The most commonly expressed disadvantage — perhaps because it is easiest to express and explain — of first-past-the-post is that it does not reflect the voter's thoughts. Thus, substantial bodies of opinion can be rendered irrelevant to the final outcome, and a party can obtain a majority of seats without a majority of the vote. Examples include the recent United Kingdom general election of 2005 where the new government won a majority of the seats with less than 36% of the national vote. The disproportionate nature of this system also means that whole regions may have MPs from only one party. The British Conservatives won large majorities of seats in the 1980s on a minority of votes while almost all the Scottish seats were Labour, Liberal or SNP; this disparity created tremendous dissatisfaction in Scotland.
A further example of disproportionality arose in the Canadian federal election of 1926 for the province of Manitoba. The province was entitled to 17 seats in that election. The result was very different from how people voted.
| Political party | % votes | Number of seats | % seats | Conservative | 42.2% | 0 | 0% | Liberal-Progressive | 19.5% | 7 | 41% | Liberal | 18.4% | 4 | 24% | Progressive | 11.2% | 4 | 24% | Labour | 8.7% | 2 | 12% | |
|---|---|---|---|---|---|---|---|---|---|---|---|---|---|---|---|---|---|---|---|---|---|---|---|---|
The Conservatives clearly had the largest number of votes across the province, but received no seats at all.
The usual cause for these disproportionate results is that a party has a large number of votes across the entire territory, but they are spread out across the territory rather than being concentrated in particular constituencies. Parties with less overall support, but where that support is concentrated in particular constituencies, will win plurality in those constituencies over a party with widely distributed support.
This presents a problem because it encourages parties to focus narrowly on the needs and well-being of specific electoral districts where they can be sure to win seats, rather than be sensitive to the sentiments of voters everywhere. A further problem is that the party in power often has the ability to determine where the boundaries of constituencies lie: to secure election results, they may use gerrymandering — that is, redistricting to distort election results by enclosing party voters together in one electoral district. Moreover, it can be demonstrated that even the use of non-partisan districting methods - such as computers - to determine constituency boundaries tends to generate results very similar to those produced by a majority party with the power to gerrymander in its favour.Seats, Votes and the Spatial Organisation of Elections, Gudgin & Taylor (1979) Conversely, there are cases where there may be no possible way of drawing contiguous boundaries that will allow a minority representation.

───

▸ **PROBLEMS TO WORK ON**:
a – In the passage on first-past-the-post voting, what share of the national vote did the new government get when it won a majority of seats in the 2005 United Kingdom general election?
b – Extend the passage on first-past-the-post voting, picking up right after its last sentence.
The lines that come next are from a separate, unrelated source.

▸ **STORED DATA**:
───

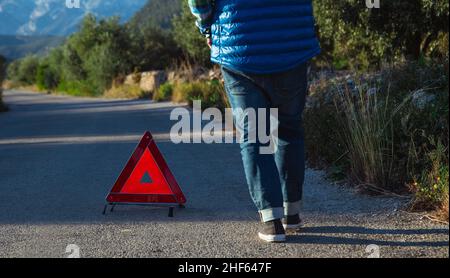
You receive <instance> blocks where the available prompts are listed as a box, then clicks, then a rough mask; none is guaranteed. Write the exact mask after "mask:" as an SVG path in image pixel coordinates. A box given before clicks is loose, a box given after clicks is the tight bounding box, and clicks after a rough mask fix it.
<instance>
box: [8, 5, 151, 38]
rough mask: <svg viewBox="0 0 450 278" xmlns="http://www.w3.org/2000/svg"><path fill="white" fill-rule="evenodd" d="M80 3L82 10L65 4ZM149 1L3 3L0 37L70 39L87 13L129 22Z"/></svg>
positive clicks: (101, 16) (123, 21) (81, 9)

───

▸ **WRITTEN RESPONSES**:
a – Less than 36%.

b –
It often seems fundamentally unfair that a party should have a substantially greater or lesser share of seats than their share of the vote. A further consequence of the system is that many such elections can be considered won before all votes are tallied, once there are no longer enough uncounted votes to override an established plurality count. Though not necessarily a disadvantage, this can produce a feeling of disenfranchisement among voters when running tallies are reported through the media.
This argument applies to most other single-winner voting systems.
In the first table labour has rightly won, but the size of its victory is unjusitified by votes. Also, the LibDems have won a seat with half the Conservative vote when the Conservatives have no seats!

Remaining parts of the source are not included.